Task instructions –
**a)** Answer these questions about the bug report below on JSON.parse and the EM SPACE character:
(i) What Unicode code point and bytes does the report give for EM SPACE?
(ii) Which Ruby version appears in the file paths of the error output?
(iii) Which website reports the JSON with the EM SPACE as valid?
**b)** Write what comes next in the bug report below on JSON.parse and the EM SPACE character, starting after its last line.

Selected excerpt –
================
Bug #13217
closedJSON.parse() chokes on the UTF-8 character EM SPACE (U+2003, e2 80 83)
Description
Steps to reproduce¶
No error here:
require 'json'
json = %Q{
["a", "b"]
}
obj = JSON.parse(json)
But there is a UTF-8 space character called EM SPACE
(U+2003, e2 80 83), which looks like a regular ascii space, and it causes a parse error:
require 'json'
json = %Q{
["a",\u2003"b"]
}
obj = JSON.parse(json)
Here's the error
/Users/7stud/.rvm/rubies/ruby-2.4.0/lib/ruby/2.4.0/json/common.rb:156:in `parse': 409: unexpected token at ' "b"] (JSON::ParserError)
'
from /Users/7stud/.rvm/rubies/ruby-2.4.0/lib/ruby/2.4.0/json/common.rb:156:in `parse'
from 1.rb:7:in `<main>'
Expected behavior¶
Because UTF-8 characters are supposed to be valid in json, I expected the EM SPACE not to cause a parse error. jsonlint.com
reports the json with the EM SPACE
to be valid, yet ruby can't parse it.
Actual behavior¶
I get this error:
/Users/7stud/.rvm/rubies/ruby-2.4.0/lib/ruby/2.4.0/json/common.rb:156:in `parse': 409: unexpected token at ' "b"] (JSON::ParserError)
================
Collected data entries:
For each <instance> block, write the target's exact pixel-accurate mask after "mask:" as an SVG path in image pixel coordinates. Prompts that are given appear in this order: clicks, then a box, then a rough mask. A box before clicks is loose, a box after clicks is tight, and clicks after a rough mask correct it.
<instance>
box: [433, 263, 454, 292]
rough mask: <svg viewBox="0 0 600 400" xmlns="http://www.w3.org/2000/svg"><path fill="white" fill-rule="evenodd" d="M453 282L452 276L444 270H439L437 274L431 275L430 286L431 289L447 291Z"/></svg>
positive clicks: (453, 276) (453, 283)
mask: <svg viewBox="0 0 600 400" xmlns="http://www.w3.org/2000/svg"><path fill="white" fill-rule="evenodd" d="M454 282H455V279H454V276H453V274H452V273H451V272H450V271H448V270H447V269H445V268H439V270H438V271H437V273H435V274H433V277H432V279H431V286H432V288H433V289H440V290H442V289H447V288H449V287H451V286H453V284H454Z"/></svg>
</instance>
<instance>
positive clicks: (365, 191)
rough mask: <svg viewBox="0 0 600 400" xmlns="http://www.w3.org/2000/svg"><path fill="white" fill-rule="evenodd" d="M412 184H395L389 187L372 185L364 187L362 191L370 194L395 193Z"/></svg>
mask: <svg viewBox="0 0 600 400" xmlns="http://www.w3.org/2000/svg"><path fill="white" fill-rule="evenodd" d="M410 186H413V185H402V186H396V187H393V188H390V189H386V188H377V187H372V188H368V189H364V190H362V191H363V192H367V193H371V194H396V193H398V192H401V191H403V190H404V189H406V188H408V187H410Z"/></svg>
================
Answer set –
**a)**
(i) U+2003, bytes e2 80 83
(ii) ruby-2.4.0
(iii) jsonlint.com

**b)**
'
from /Users/7stud/.rvm/rubies/ruby-2.4.0/lib/ruby/2.4.0/json/common.rb:156:in `parse'
from 1.rb:7:in `<main>'
Ruby version:
~/ruby_programs$ ruby --version
ruby 2.4.0p0 (2016-12-24 revision 57164) [x86_64-darwin14]
However, I get the same error in all of the following rubies:
ruby-1.9.3-p551 [ x86_64 ]
ruby-2.2.1 [ x86_64 ]
ruby-2.3.0 [ x86_64 ]
ruby-2.4.0 [ x86_64 ]
Updated by duerst (Martin Dürst) over 7 years ago
- Status changed from Open to Rejected
RFC 7159 defines what's allowed as spaces between data. Please see the 'ws' production at https://tools.ietf.org/html/rfc7159#section-2, which lists only the following four:
ws = *(
%x20 / ; Space
%x09 / ; Horizontal tab
%x0A / ; Line feed or New line
%x0D ) ; Carriage return
You can use other (Unicode) spaces within strings, but not between data. That's quite standard for formats such as JSON, XML, HTML,..., nothing surprising there.
Updated by 7stud (7 stud) over 7 years ago
Martin Dürst wrote:
RFC 7159 defines what's allowed as spaces between data. Please see the 'ws' production at https://tools.ietf.org/html/rfc7159#section-2, which lists only the following four:
ws = *( %x20 / ; Space %x09 / ; Horizontal tab %x0A / ; Line feed or New line %x0D ) ; Carriage return
You can use other (Unicode) spaces within strings, but not between data. That's quite standard for formats such as JSON, XML, HTML,..., nothing surprising there.
Okay, thanks for the json lesson!